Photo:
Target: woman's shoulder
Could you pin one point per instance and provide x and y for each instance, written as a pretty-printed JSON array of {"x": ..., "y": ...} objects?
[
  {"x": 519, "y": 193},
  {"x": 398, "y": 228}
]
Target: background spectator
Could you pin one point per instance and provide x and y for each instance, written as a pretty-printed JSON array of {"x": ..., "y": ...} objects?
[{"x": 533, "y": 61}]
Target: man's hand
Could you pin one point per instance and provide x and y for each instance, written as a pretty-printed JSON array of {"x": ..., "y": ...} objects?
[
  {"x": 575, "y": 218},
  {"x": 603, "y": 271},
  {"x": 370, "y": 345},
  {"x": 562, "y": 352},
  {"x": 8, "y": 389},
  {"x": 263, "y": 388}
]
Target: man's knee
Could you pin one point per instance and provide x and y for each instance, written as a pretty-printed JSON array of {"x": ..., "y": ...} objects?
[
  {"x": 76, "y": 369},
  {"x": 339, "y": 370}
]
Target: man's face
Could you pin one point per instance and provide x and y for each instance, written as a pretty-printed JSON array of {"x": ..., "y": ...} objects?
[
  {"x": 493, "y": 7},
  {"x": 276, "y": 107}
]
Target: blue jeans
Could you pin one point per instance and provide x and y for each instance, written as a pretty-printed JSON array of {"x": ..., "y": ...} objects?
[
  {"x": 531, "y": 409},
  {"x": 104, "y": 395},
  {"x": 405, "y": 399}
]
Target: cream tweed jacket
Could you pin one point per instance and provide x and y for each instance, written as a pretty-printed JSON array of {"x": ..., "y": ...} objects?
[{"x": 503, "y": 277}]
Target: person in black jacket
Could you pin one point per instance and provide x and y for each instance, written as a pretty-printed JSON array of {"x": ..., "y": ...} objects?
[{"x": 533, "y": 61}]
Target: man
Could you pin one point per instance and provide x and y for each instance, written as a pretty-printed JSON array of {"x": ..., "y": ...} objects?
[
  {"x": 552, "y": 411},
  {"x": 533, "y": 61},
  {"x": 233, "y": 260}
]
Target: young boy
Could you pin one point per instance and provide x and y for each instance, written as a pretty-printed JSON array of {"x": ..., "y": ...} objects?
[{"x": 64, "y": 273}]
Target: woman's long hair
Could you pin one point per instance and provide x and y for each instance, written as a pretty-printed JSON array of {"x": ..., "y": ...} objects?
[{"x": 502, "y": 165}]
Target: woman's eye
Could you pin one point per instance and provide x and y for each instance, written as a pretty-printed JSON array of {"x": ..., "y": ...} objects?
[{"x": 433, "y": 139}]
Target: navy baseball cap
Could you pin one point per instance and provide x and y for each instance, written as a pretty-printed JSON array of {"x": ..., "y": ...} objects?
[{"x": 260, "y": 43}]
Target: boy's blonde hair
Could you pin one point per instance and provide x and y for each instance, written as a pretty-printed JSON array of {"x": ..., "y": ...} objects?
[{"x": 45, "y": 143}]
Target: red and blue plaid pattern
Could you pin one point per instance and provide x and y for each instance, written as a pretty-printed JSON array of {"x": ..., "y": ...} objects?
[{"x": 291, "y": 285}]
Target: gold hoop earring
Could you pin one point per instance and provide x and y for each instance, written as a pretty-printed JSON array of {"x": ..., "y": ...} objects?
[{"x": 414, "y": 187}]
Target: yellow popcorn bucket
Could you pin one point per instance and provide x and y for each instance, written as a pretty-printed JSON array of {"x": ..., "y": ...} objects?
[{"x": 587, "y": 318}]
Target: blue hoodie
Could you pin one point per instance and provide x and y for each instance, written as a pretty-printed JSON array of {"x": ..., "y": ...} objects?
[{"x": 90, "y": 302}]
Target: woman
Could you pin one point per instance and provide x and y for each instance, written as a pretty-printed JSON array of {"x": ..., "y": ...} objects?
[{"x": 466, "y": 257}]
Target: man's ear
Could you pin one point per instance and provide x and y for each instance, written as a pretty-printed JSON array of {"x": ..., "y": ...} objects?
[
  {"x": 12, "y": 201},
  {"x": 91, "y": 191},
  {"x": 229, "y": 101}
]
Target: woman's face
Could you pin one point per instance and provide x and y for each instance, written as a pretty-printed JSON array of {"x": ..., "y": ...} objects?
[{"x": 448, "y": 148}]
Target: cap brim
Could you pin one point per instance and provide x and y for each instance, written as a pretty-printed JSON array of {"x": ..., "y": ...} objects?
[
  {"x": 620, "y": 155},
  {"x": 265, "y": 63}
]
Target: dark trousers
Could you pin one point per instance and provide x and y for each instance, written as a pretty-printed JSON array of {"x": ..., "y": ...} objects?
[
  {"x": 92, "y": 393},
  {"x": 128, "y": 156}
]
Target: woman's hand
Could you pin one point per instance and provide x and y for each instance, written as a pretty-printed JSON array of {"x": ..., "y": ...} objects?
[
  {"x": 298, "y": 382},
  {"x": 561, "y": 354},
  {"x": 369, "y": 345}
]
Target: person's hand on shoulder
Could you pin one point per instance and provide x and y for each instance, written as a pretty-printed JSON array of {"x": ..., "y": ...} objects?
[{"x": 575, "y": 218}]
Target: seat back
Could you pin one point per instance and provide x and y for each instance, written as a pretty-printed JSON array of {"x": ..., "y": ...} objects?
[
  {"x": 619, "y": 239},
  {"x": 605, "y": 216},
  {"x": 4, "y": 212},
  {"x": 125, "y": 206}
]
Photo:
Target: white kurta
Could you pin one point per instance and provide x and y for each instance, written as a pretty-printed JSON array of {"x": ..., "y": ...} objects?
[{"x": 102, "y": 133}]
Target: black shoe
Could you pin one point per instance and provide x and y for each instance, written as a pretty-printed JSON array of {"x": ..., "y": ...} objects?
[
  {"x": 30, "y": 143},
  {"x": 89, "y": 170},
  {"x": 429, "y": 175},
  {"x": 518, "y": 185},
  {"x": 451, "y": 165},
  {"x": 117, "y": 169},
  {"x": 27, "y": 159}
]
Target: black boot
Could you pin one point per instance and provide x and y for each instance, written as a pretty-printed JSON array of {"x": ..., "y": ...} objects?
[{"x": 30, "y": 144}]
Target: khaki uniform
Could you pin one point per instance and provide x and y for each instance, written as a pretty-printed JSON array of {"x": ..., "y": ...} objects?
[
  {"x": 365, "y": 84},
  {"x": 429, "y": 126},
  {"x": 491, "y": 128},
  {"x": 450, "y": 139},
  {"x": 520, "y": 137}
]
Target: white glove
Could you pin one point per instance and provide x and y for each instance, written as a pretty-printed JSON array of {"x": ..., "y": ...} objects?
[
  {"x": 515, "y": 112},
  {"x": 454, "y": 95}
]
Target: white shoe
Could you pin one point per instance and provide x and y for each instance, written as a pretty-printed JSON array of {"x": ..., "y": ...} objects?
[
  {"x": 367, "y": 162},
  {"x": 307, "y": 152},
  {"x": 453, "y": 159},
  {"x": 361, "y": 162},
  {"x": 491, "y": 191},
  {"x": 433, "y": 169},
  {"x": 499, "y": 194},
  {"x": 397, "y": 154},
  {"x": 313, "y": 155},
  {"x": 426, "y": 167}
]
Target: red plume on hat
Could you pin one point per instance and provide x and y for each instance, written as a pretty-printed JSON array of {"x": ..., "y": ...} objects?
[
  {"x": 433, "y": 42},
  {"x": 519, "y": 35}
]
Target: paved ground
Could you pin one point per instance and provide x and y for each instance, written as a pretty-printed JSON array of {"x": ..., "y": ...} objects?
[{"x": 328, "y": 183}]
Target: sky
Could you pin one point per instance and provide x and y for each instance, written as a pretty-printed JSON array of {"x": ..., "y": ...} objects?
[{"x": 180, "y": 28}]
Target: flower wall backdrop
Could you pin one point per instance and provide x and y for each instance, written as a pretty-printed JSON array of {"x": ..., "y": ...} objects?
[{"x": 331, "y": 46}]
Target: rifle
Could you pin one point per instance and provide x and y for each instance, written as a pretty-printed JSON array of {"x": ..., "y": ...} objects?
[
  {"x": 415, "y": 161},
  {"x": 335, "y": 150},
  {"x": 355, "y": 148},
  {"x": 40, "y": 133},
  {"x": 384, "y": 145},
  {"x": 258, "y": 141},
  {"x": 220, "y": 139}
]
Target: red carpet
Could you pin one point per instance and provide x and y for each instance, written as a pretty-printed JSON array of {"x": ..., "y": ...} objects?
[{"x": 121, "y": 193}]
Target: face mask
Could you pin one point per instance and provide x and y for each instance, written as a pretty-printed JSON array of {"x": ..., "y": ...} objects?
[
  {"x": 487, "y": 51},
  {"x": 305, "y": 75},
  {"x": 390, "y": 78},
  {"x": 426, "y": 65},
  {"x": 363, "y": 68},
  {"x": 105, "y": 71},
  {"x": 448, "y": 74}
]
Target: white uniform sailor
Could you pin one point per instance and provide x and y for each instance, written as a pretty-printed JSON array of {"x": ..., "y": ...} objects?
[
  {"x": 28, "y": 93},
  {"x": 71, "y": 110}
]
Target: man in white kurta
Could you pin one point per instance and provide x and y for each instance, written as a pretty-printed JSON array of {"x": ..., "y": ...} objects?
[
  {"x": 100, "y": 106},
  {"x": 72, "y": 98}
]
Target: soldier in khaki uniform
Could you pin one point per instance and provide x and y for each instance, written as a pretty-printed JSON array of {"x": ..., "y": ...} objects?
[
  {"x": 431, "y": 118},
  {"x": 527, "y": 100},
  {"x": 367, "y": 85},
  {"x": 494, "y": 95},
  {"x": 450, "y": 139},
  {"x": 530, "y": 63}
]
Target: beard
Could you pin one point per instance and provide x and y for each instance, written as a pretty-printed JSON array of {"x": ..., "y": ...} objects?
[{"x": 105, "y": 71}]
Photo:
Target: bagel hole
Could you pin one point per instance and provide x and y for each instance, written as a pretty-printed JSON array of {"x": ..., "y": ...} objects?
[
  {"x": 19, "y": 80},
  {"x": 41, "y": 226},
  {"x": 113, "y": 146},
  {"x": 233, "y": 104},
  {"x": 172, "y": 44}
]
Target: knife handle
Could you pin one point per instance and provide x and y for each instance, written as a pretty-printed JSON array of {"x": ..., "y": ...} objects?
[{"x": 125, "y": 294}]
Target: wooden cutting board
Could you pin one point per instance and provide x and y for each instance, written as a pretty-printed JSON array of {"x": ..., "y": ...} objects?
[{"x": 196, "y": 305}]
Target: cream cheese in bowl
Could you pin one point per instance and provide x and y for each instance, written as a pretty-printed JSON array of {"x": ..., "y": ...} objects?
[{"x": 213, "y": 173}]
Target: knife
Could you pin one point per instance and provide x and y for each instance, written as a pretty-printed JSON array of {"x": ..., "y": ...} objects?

* * * *

### Problem statement
From the line containing "Target: white uniform sailor" to the last line of the material, please quote every line exactly and only those.

### Full output
Target: white uniform sailor
Could you pin one point per instance and provide x and y for each instance, written as a pretty-printed JSON array of {"x": ..., "y": ...} objects?
[
  {"x": 28, "y": 93},
  {"x": 71, "y": 110}
]
Target: man in white kurta
Could you pin one point per instance and provide x and y for each instance, written as a pretty-printed JSON array of {"x": ..., "y": ...} objects?
[
  {"x": 100, "y": 106},
  {"x": 72, "y": 98}
]
Target: soldier in khaki uniform
Could you pin one point per instance and provide x and y for each instance, written as a pretty-printed JSON array of {"x": ..., "y": ...} objects?
[
  {"x": 431, "y": 118},
  {"x": 527, "y": 100},
  {"x": 367, "y": 85},
  {"x": 494, "y": 95},
  {"x": 450, "y": 139},
  {"x": 530, "y": 63}
]
Target: beard
Could you pin one point per instance and provide x and y for each instance, written as a pretty-printed JSON array of {"x": ..., "y": ...} objects?
[{"x": 105, "y": 71}]
Photo:
Target: bagel hole
Could you pin one point per instance and provide x and y for each instance, written as a pretty-printed JSON array of {"x": ..., "y": ...} objects?
[
  {"x": 19, "y": 80},
  {"x": 41, "y": 226},
  {"x": 113, "y": 146},
  {"x": 233, "y": 104},
  {"x": 172, "y": 44}
]
Target: knife handle
Could you pin one point per instance and provide x and y for each instance, written as a pretty-printed JSON array of {"x": ..., "y": ...} objects?
[{"x": 125, "y": 294}]
Target: wooden cutting board
Could you pin one point per instance and provide x and y for each instance, written as a pretty-printed JSON array of {"x": ..., "y": ...} objects?
[{"x": 196, "y": 305}]
Target: cream cheese in bowl
Could you pin one point per instance and provide x and y for each instance, written as a pretty-printed JSON array of {"x": ..., "y": ...} objects?
[{"x": 213, "y": 173}]
Target: knife
Could you pin one point per instance and provide x and y for each instance, written as a pretty-printed JSON array of {"x": ..., "y": ...} objects?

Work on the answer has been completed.